Import Libraries
The next cell will import the necessary libraries to execute the functions. Do not remove
In [ ]:
import datetime
import pandas as pd
import numpy as np
import linecache, bisect
import os
spath = os.getcwd()
path = spath.split("/")
date = path[len(path)-1]
Request Data
In order to request data we are using Graphql (a query language for APIs, more info at: http://graphql.org/).
We provide the function to make a data request, all you need is a query and variables
In [ ]:
def makeGraphqlRequest(query, variables):
return GraphQLClient.request(query, variables)
Now that we have a function, we can run a query like this:
*Note: There's no need to manually set the date for the query, by default the code will read the date from the current path
In [ ]:
suspicious_query = """query($date:SpotDateType) {
flow {
suspicious(date:$date)
{
srcIp
dstIp
srcPort
dstPort
score
srcIp_domain
dstIp_rep
protocol
outBytes
inPkts
srcIp_rep
inBytes
srcIp_isInternal
rank
dstIp_geoloc
tstart
outPkts
dstIp_isInternal
dstIp_domain
}
}
}"""
##If you want to use a different date for your query, switch the
##commented/uncommented following lines
variables={
'date': datetime.datetime.strptime(date, '%Y%m%d').strftime('%Y-%m-%d')
# 'date': "2016-10-08"
}
suspicious_request = makeGraphqlRequest(suspicious_query,variables)
##The variable suspicious_request will contain the resulting data from the query.
results = suspicious_request['data']['flow']['suspicious']
The following cell loads the results into a pandas dataframe
For more information on how to use pandas, you can learn more here: https://pandas.pydata.org/pandas-docs/stable/10min.html
In [ ]:
df = pd.read_json(json.dumps(results))
##Printing only the selected column list from the dataframe
##By default it will only print the first 15 results
print df[['srcIp','dstIp','srcPort','dstPort','score']]
In [ ]:
##Filter results where the destination port = 3389
##The resulting data will be stored in df2
df2 = df[df['dstPort'].isin(['3389'])]
print df2[['srcIp','dstIp','srcPort','dstPort','score']]
Ordering the data
In [ ]:
srtd = df.sort_values(by="rank")
print srtd[['rank','srcIp','dstIp','srcPort','dstPort','score']]
Grouping the data
In [ ]:
## This command will group the results by pairs of source-destination IP
## summarizing all other columns
grpd = df.groupby(['srcIp','dstIp']).sum()
## This will print the resulting dataframe displaying the input and output bytes columnns
print grpd[["inBytes","inPkts"]]
Reset Scored Connections
Uncomment and execute the following cell to reset all scored connections for this day
In [ ]:
# reset_scores = """mutation($date:SpotDateType!) {
# flow{
# resetScoredConnections(date:$date){
# success
# }
# }
# }"""
# variables={
# 'date': datetime.datetime.strptime(date, '%Y%m%d').strftime('%Y-%m-%d')
# }
# request = makeGraphqlRequest(reset_scores,variables)
# print request['data']['flow']['resetScoredConnections ']['success']
In [ ]:
#Your code here

**INFORMATION GIVEN**
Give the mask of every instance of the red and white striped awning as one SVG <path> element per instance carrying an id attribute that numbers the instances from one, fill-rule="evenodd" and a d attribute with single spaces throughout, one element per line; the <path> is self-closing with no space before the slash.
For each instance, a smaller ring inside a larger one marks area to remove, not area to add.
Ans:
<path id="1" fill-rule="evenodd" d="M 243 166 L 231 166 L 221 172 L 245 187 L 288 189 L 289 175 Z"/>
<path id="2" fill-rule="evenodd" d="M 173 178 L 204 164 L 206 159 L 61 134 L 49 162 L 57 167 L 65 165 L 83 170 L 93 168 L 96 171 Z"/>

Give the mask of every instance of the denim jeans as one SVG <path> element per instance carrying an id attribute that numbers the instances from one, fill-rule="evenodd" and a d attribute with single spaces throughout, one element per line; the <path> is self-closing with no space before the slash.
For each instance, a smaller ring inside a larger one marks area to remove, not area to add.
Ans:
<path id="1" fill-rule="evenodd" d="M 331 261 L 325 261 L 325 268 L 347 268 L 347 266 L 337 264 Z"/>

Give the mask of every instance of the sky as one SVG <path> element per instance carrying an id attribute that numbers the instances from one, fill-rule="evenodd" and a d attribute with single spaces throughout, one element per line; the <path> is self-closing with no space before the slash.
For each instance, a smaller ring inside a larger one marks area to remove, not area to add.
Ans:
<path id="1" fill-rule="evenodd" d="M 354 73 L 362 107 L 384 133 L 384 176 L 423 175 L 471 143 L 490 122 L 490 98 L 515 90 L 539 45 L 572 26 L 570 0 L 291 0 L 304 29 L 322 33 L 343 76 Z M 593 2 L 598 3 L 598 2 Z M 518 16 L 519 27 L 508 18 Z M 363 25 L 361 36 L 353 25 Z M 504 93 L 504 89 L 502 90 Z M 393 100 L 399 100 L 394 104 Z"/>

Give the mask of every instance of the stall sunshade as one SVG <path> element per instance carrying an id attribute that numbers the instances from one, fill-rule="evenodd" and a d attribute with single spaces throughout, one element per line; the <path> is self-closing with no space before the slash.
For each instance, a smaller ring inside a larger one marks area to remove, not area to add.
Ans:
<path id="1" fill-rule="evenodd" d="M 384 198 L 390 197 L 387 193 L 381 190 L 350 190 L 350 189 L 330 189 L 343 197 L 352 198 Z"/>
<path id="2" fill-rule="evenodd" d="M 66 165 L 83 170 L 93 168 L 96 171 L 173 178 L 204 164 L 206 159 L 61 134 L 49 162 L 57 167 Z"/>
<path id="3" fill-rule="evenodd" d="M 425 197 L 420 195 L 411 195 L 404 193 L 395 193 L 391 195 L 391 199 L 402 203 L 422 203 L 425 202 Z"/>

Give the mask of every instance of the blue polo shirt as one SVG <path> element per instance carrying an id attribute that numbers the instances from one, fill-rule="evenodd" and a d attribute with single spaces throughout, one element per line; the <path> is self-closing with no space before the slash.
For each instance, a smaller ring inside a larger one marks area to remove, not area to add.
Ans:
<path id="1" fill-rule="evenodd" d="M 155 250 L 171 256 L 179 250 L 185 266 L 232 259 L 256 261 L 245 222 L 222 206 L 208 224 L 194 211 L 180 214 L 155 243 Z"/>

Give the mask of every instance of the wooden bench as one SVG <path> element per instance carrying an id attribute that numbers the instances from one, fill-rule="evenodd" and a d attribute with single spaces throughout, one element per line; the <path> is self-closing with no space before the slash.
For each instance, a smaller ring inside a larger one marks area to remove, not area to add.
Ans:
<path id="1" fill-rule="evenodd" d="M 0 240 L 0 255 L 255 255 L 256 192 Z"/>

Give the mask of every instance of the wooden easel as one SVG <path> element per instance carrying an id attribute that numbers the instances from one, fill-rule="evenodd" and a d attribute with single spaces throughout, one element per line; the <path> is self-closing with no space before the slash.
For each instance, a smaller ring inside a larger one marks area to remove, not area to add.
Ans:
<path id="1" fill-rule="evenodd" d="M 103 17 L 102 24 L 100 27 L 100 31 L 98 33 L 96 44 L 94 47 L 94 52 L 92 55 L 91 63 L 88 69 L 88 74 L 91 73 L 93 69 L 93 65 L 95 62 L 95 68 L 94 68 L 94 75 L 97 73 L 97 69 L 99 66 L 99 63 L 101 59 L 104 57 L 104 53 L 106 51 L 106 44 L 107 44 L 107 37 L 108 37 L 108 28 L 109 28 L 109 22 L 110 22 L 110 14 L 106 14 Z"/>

**EXERCISE TASK 1**
Update the GraphQL notebook from "##If you want" through "df = pd.read_json(json.dumps(results))", changing "suspicious_request" to "flow_request".
**EXERCISE TASK 2**
In the GraphQL notebook, which destination port does the filtering step keep?

**FULL RESPONSE 1**
##If you want to use a different date for your query, switch the
##commented/uncommented following lines
variables={
'date': datetime.datetime.strptime(date, '%Y%m%d').strftime('%Y-%m-%d')
# 'date': "2016-10-08"
}
flow_request = makeGraphqlRequest(suspicious_query,variables)
##The variable flow_request will contain the resulting data from the query.
results = flow_request['data']['flow']['suspicious']
The following cell loads the results into a pandas dataframe
For more information on how to use pandas, you can learn more here: https://pandas.pydata.org/pandas-docs/stable/10min.html
In [ ]:
df = pd.read_json(json.dumps(results))

**FULL RESPONSE 2**
3389